## What to produce
Convert the records, from the start through the line containing "48L119 51L120 56L129", into a two-column CSV with columns named request and mask. Give one row per request, with its text and its answer each in one quoted field and line breaks replaced by spaces, and leave out the pictures.

### Dataset extract ###

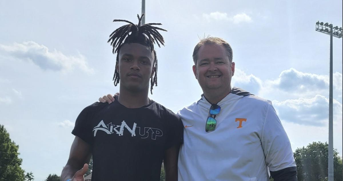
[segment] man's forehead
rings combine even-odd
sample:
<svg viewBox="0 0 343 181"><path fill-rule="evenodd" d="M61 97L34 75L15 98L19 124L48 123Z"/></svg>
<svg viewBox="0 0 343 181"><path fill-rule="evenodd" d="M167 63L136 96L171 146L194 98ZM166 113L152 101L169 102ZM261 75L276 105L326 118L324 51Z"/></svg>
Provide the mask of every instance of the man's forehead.
<svg viewBox="0 0 343 181"><path fill-rule="evenodd" d="M227 57L226 51L223 45L216 44L205 44L201 46L198 52L198 59L206 57L212 58L224 58Z"/></svg>
<svg viewBox="0 0 343 181"><path fill-rule="evenodd" d="M120 48L119 51L120 56L129 54L135 57L152 58L152 53L150 47L138 43L125 44Z"/></svg>

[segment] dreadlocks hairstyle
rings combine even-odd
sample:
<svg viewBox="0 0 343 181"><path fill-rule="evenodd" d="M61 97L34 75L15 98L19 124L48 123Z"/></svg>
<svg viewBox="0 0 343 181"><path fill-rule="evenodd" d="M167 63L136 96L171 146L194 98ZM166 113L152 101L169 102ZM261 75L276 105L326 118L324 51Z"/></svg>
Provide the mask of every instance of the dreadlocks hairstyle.
<svg viewBox="0 0 343 181"><path fill-rule="evenodd" d="M151 75L150 80L150 91L152 94L153 87L154 85L157 86L157 57L156 52L154 49L154 44L157 43L158 47L161 47L160 44L164 45L164 40L158 30L167 31L165 29L153 26L154 25L162 25L161 23L147 23L141 25L142 18L144 14L140 17L138 14L138 24L135 25L127 20L114 20L113 22L126 22L129 24L119 27L109 35L110 38L108 43L111 42L111 45L113 47L112 53L117 53L116 67L119 61L119 51L120 48L125 44L139 43L150 48L152 52L154 53L154 67L156 70L154 74ZM116 86L119 83L120 77L119 72L116 69L114 72L113 79L114 85Z"/></svg>

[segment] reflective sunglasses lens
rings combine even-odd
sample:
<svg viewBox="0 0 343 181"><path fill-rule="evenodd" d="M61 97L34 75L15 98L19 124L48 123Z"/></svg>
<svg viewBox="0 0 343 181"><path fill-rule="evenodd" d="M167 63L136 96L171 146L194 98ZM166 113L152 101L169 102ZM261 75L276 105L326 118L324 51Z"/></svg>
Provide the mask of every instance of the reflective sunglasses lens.
<svg viewBox="0 0 343 181"><path fill-rule="evenodd" d="M212 117L209 117L206 121L206 130L213 131L215 129L217 125L217 121Z"/></svg>
<svg viewBox="0 0 343 181"><path fill-rule="evenodd" d="M217 114L220 112L220 106L216 104L212 104L210 109L210 113L212 115Z"/></svg>

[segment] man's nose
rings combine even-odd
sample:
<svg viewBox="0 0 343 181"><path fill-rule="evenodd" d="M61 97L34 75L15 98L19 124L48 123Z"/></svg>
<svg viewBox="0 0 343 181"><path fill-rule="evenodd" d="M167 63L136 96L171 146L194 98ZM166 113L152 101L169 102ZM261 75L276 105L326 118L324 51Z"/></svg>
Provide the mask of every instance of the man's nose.
<svg viewBox="0 0 343 181"><path fill-rule="evenodd" d="M140 68L139 68L139 66L138 66L138 62L136 61L134 61L132 63L132 64L130 67L130 69L132 70L135 70L136 71L139 71L141 70Z"/></svg>
<svg viewBox="0 0 343 181"><path fill-rule="evenodd" d="M210 68L209 69L209 71L216 71L217 70L218 68L217 68L217 67L214 62L211 62L210 63Z"/></svg>

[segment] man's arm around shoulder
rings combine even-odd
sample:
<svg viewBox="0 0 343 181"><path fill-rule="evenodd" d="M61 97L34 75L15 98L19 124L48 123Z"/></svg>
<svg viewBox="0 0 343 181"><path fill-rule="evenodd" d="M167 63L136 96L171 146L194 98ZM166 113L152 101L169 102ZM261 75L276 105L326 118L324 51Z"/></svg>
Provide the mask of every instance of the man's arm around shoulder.
<svg viewBox="0 0 343 181"><path fill-rule="evenodd" d="M166 150L163 162L166 181L177 181L177 160L180 145L177 144Z"/></svg>
<svg viewBox="0 0 343 181"><path fill-rule="evenodd" d="M297 167L292 167L278 171L270 171L270 175L274 181L297 181Z"/></svg>

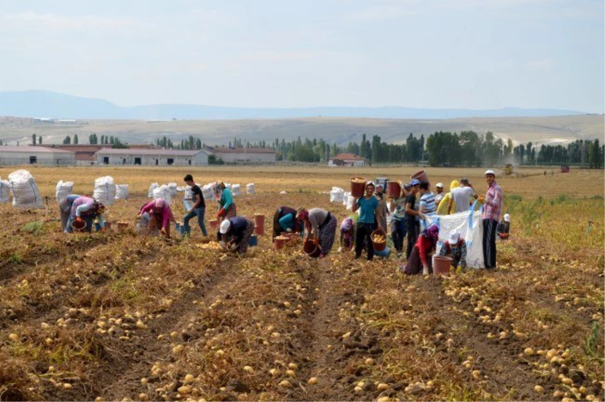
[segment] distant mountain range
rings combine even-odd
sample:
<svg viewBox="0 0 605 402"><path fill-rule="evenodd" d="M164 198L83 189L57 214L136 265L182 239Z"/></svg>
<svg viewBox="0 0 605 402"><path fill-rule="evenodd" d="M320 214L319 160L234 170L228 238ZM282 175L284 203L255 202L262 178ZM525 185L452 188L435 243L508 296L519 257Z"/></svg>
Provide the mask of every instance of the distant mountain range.
<svg viewBox="0 0 605 402"><path fill-rule="evenodd" d="M0 92L0 116L56 119L240 119L307 117L377 119L458 119L466 117L546 117L582 114L558 109L495 110L420 109L384 107L325 107L312 108L235 108L201 105L118 106L104 99L66 95L48 91Z"/></svg>

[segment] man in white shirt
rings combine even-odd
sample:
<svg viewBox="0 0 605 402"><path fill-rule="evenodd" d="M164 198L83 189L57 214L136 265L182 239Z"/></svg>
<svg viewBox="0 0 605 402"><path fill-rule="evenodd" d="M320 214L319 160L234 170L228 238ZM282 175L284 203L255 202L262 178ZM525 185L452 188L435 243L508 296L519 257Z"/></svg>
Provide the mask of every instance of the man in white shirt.
<svg viewBox="0 0 605 402"><path fill-rule="evenodd" d="M450 199L450 206L448 207L448 213L457 214L459 212L466 212L471 208L471 197L477 199L477 195L473 186L468 182L468 179L462 177L460 179L460 187L451 191L451 197ZM452 211L453 204L456 203L456 209Z"/></svg>

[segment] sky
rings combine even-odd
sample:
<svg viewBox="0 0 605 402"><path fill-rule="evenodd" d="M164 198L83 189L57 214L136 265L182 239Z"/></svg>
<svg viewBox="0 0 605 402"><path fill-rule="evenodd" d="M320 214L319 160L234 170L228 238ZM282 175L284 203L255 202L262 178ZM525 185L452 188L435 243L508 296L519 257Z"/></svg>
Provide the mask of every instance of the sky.
<svg viewBox="0 0 605 402"><path fill-rule="evenodd" d="M603 0L2 2L0 91L605 113Z"/></svg>

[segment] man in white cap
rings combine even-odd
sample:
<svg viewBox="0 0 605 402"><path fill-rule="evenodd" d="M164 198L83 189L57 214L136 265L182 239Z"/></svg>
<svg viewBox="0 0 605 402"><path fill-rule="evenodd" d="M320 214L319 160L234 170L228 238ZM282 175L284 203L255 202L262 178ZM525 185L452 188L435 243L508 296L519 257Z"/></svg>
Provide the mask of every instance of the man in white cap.
<svg viewBox="0 0 605 402"><path fill-rule="evenodd" d="M495 268L495 229L502 210L502 189L495 182L493 170L485 171L488 191L483 203L483 259L485 268Z"/></svg>
<svg viewBox="0 0 605 402"><path fill-rule="evenodd" d="M508 239L508 232L511 230L511 216L508 214L504 214L504 218L498 223L498 227L495 231L498 234L498 237L504 240Z"/></svg>
<svg viewBox="0 0 605 402"><path fill-rule="evenodd" d="M439 250L440 257L449 257L452 259L452 266L457 269L466 269L466 242L460 236L460 232L455 229L450 232L450 236Z"/></svg>
<svg viewBox="0 0 605 402"><path fill-rule="evenodd" d="M443 199L443 197L445 196L445 193L443 193L443 183L437 183L437 185L435 186L436 189L436 194L435 194L435 206L439 206L439 203L441 202L441 200Z"/></svg>

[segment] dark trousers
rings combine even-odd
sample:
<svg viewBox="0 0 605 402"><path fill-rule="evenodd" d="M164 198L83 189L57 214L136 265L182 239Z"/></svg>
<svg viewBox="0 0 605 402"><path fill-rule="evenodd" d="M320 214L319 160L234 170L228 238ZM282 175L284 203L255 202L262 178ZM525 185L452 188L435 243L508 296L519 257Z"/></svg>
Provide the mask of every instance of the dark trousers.
<svg viewBox="0 0 605 402"><path fill-rule="evenodd" d="M416 240L418 240L418 235L420 231L420 222L416 221L414 218L407 219L405 220L405 228L408 230L408 246L405 249L405 258L409 259L416 245Z"/></svg>
<svg viewBox="0 0 605 402"><path fill-rule="evenodd" d="M391 237L397 252L404 251L404 239L407 232L404 219L393 219L391 221Z"/></svg>
<svg viewBox="0 0 605 402"><path fill-rule="evenodd" d="M364 243L368 246L368 260L371 261L374 258L374 245L372 244L371 234L376 230L376 225L373 223L357 223L357 231L355 232L355 259L361 256L364 250Z"/></svg>
<svg viewBox="0 0 605 402"><path fill-rule="evenodd" d="M486 268L495 268L495 228L498 221L483 219L483 260Z"/></svg>

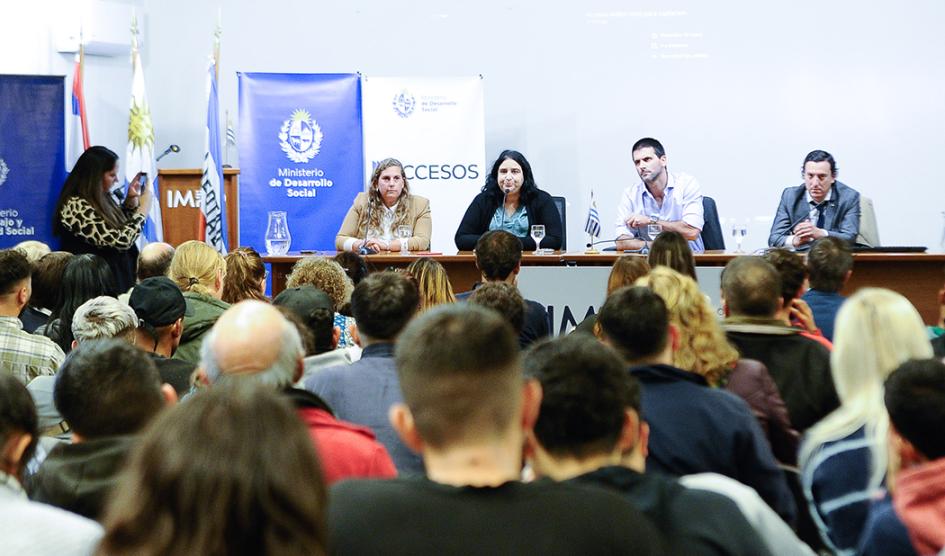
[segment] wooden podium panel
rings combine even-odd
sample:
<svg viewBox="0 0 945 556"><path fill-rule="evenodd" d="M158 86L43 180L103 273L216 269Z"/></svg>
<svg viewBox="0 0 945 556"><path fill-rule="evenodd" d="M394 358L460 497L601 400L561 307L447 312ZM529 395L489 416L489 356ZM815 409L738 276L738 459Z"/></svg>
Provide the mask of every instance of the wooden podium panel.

###

## Right answer
request,mask
"[segment] man's forehead rings combine even-odd sample: <svg viewBox=""0 0 343 181""><path fill-rule=""evenodd"" d=""M61 97L34 75L15 98L19 124L48 123Z""/></svg> <svg viewBox=""0 0 343 181""><path fill-rule=""evenodd"" d=""M167 63L136 96L171 146L194 98ZM166 113L152 101L169 102ZM261 75L276 105L326 118L324 51Z""/></svg> Provide the mask of every instance of the man's forehead.","<svg viewBox=""0 0 343 181""><path fill-rule=""evenodd"" d=""M227 57L226 51L223 45L216 44L205 44L201 46L198 52L198 59L206 57L212 58L224 58Z""/></svg> <svg viewBox=""0 0 343 181""><path fill-rule=""evenodd"" d=""M120 48L119 51L120 56L129 54L135 57L152 58L152 53L150 47L138 43L125 44Z""/></svg>"